▶ _Task data_
----------

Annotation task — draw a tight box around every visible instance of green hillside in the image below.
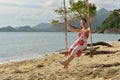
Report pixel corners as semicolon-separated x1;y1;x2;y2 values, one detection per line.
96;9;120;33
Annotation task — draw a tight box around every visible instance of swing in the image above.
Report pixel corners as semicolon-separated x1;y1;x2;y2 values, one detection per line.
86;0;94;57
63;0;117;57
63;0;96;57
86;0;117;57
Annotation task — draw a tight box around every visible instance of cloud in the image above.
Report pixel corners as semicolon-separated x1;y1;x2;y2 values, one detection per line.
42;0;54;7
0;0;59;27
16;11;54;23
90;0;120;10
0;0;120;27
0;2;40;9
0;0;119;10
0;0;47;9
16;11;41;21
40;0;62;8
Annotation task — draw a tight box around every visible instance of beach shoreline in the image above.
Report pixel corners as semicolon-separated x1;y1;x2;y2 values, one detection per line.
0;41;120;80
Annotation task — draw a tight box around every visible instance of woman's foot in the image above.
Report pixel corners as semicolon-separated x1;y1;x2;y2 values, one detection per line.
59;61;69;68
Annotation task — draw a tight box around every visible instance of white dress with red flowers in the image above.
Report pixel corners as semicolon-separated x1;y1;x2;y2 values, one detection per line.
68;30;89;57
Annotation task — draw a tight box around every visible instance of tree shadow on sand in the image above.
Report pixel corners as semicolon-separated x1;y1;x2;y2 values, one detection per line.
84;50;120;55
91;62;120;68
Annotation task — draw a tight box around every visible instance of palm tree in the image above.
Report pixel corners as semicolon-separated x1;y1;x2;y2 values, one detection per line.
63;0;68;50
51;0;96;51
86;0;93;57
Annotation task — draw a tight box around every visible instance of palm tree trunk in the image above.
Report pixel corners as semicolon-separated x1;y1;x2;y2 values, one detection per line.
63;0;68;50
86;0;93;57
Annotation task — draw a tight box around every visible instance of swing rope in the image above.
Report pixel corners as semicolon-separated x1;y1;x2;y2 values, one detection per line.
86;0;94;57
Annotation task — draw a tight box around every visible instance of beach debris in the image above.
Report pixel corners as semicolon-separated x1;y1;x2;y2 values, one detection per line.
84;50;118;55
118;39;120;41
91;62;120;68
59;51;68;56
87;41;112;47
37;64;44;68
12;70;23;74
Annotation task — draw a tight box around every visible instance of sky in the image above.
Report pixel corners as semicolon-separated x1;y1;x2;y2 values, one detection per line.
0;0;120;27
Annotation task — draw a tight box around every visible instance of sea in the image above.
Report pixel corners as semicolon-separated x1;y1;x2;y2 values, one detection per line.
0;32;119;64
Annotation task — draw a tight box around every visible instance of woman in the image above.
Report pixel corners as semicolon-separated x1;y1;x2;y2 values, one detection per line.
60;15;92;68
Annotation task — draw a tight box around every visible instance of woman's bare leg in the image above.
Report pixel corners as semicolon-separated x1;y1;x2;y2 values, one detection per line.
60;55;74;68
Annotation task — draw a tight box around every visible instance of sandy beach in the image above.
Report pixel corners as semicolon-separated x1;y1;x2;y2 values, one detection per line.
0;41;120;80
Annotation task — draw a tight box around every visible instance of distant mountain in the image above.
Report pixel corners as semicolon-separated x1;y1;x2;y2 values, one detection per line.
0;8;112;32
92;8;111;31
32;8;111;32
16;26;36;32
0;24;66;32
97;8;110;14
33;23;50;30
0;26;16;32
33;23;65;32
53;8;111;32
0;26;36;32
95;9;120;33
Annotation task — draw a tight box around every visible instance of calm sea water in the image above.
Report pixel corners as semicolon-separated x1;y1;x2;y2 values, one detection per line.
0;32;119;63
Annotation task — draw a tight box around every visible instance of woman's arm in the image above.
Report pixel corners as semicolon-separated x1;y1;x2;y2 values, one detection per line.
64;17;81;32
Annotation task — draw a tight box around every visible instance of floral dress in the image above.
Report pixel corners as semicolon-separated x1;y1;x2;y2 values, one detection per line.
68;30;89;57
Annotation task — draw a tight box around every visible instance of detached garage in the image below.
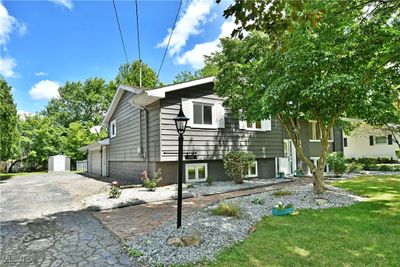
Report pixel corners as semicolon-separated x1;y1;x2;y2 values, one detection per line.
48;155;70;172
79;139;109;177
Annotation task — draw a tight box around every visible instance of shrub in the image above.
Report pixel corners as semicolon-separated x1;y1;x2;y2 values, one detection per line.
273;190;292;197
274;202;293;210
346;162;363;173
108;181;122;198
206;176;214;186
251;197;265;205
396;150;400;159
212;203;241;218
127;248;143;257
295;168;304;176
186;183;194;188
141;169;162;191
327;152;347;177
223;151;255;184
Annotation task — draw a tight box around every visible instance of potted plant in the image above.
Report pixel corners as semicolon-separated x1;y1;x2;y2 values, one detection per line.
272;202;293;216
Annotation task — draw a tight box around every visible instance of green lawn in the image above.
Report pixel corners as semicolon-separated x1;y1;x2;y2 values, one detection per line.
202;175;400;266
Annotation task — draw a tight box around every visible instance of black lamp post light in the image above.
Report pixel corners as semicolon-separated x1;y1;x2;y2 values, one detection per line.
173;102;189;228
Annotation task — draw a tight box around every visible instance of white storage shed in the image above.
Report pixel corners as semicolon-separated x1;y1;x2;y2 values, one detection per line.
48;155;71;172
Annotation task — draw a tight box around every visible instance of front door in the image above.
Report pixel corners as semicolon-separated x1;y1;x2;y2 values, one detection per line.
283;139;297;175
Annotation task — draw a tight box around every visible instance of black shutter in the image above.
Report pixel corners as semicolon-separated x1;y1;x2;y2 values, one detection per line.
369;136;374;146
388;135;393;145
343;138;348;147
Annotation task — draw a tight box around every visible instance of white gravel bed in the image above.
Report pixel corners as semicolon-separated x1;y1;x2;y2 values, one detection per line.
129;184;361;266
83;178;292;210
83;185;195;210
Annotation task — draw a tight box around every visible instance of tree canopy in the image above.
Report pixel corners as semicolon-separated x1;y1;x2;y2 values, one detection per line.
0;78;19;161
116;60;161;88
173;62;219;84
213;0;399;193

----------

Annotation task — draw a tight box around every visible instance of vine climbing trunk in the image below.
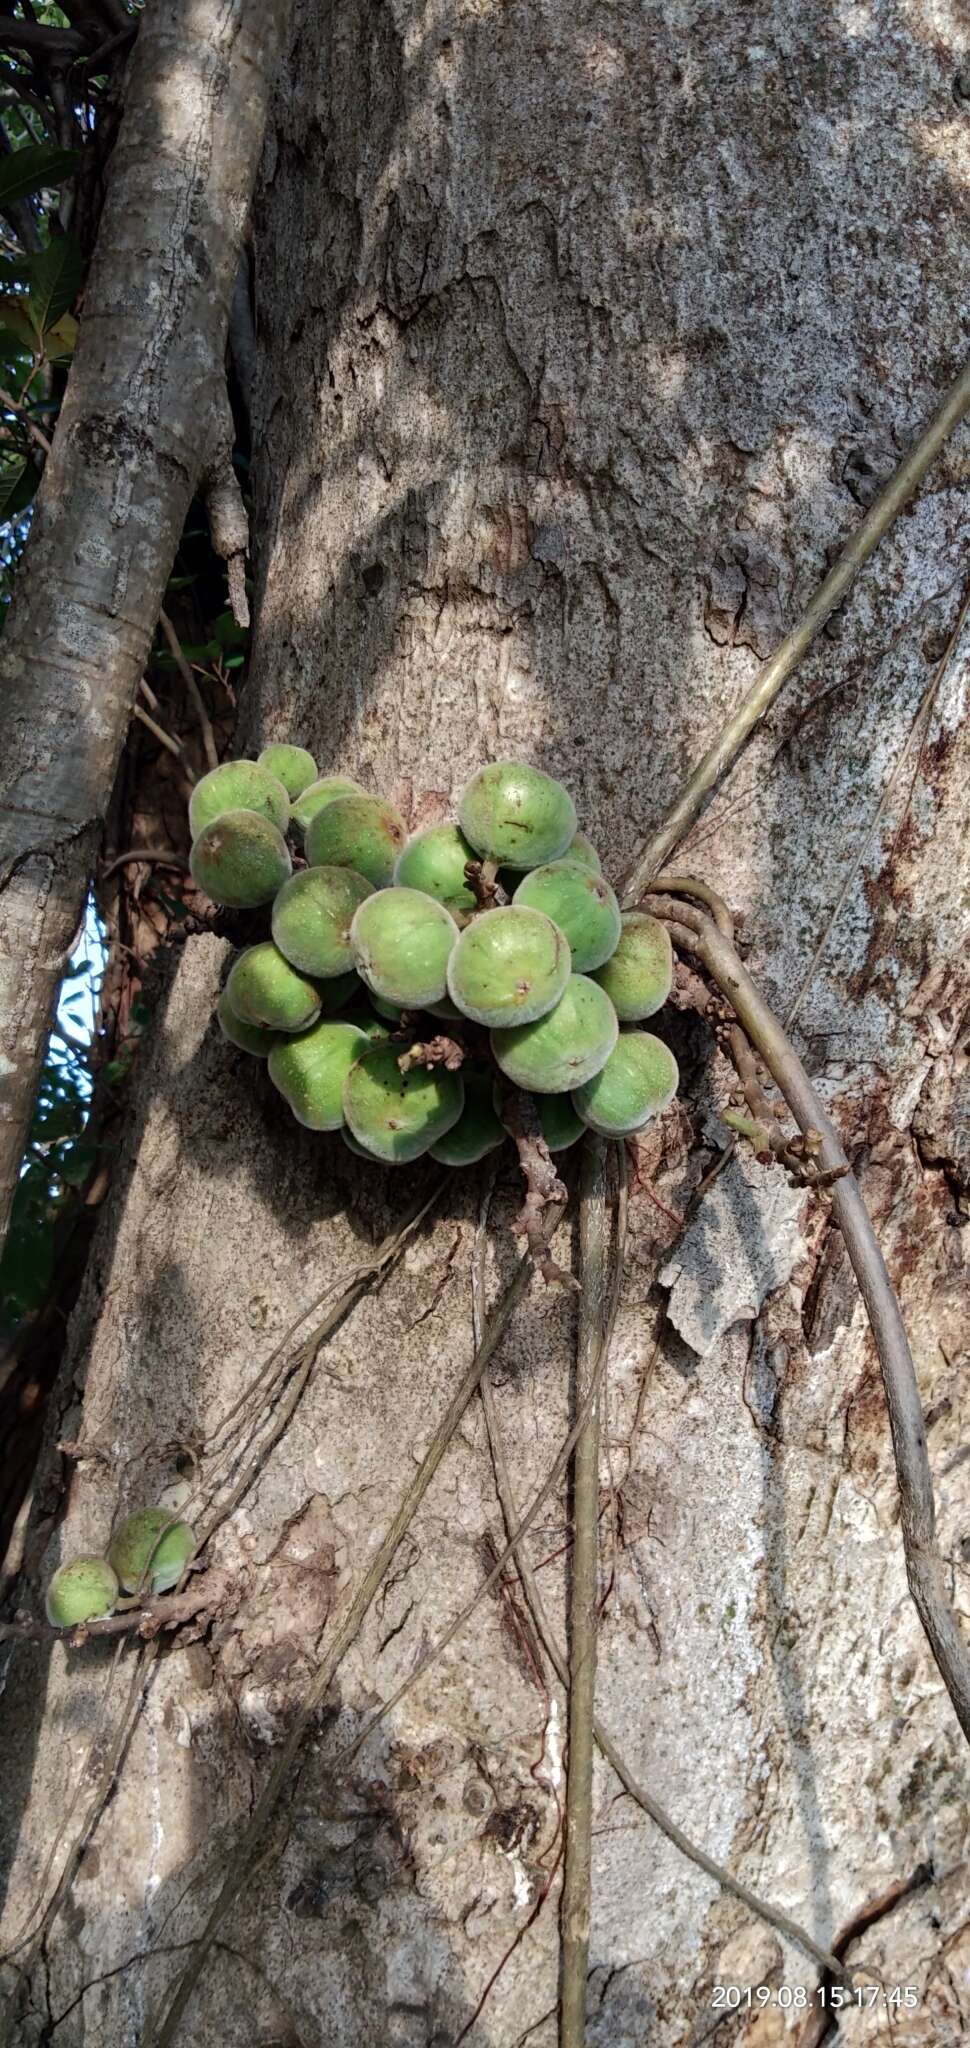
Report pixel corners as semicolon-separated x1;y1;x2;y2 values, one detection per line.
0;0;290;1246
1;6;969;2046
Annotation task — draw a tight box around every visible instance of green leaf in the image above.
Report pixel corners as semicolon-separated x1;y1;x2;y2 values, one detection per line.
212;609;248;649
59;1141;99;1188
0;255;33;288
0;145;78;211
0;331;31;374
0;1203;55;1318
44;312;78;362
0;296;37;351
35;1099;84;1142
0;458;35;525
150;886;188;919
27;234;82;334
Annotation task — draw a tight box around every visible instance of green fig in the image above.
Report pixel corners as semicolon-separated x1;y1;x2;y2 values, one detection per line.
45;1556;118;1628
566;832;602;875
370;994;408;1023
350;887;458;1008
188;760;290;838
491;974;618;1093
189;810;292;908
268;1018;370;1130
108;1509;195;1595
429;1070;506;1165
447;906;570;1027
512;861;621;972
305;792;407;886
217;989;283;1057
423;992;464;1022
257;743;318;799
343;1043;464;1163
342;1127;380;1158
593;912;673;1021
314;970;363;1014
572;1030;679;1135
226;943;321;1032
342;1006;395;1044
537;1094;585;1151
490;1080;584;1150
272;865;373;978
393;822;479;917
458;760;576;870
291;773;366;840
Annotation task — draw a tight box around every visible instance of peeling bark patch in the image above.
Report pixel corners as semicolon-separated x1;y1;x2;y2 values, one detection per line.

----------

▶ _Problem requirements_
Word for word, restate the lines above from the line containing "swing in the image above." through the line containing "debris in the image above.", with both included and nothing else.

▶ _Result below_
Annotation task — draw a tight box around every visible instance of swing in the image above.
Report pixel corners as semicolon-separated x1;y1;x2;y2 values, one detection per line.
86;0;94;57
63;0;117;57
63;0;96;57
86;0;117;57
Annotation task — draw a tight box around every visible instance of cloud in the image above.
Report pixel corners as semicolon-separated x1;y1;x2;y2 values, one detection per line.
42;0;54;7
0;0;59;27
16;11;54;23
90;0;120;10
0;0;120;27
0;2;40;9
0;0;119;10
0;0;47;9
16;11;41;21
40;0;62;8
Annotation task — draw a tight box around every visible instance of beach shoreline in the image above.
Report pixel corners as semicolon-separated x1;y1;x2;y2 values, one detection per line.
0;41;120;80
Annotation task — draw a tight box around every visible instance of woman's foot in the image above.
Report pixel corners as semicolon-separated x1;y1;x2;y2 values, one detection per line.
59;61;69;68
Annotation task — draw a tight box around every visible instance of white dress with red flowers in the image above.
Report pixel corners as semicolon-separated x1;y1;x2;y2 values, one detection per line.
68;30;89;57
Annotation task — draw a tight box around every visible instance of tree shadow on sand in the image above.
Report pixel corners as semicolon-separated x1;y1;x2;y2 values, one detection per line.
84;50;120;55
91;62;120;68
Annotation task — draw a tight box around every visible instance of palm tree in the image above.
Report pixel corners as semicolon-separated x1;y1;x2;y2 values, one detection per line.
63;0;68;50
51;0;96;51
86;0;93;57
Annotation task — draw a tight box around every visible instance of palm tree trunk in the image above.
Report pixel corners as semicolon-separated x1;y1;x2;y2 values, one detection per line.
63;0;68;50
86;0;93;57
Annotation task — draw a tight box around every visible instance of swing rope in the image above.
Report pixel corners as semicolon-separated x1;y1;x2;y2 values, one detection per line.
86;0;94;57
Annotation task — draw a tight box around every visible instance of beach debris in the image above.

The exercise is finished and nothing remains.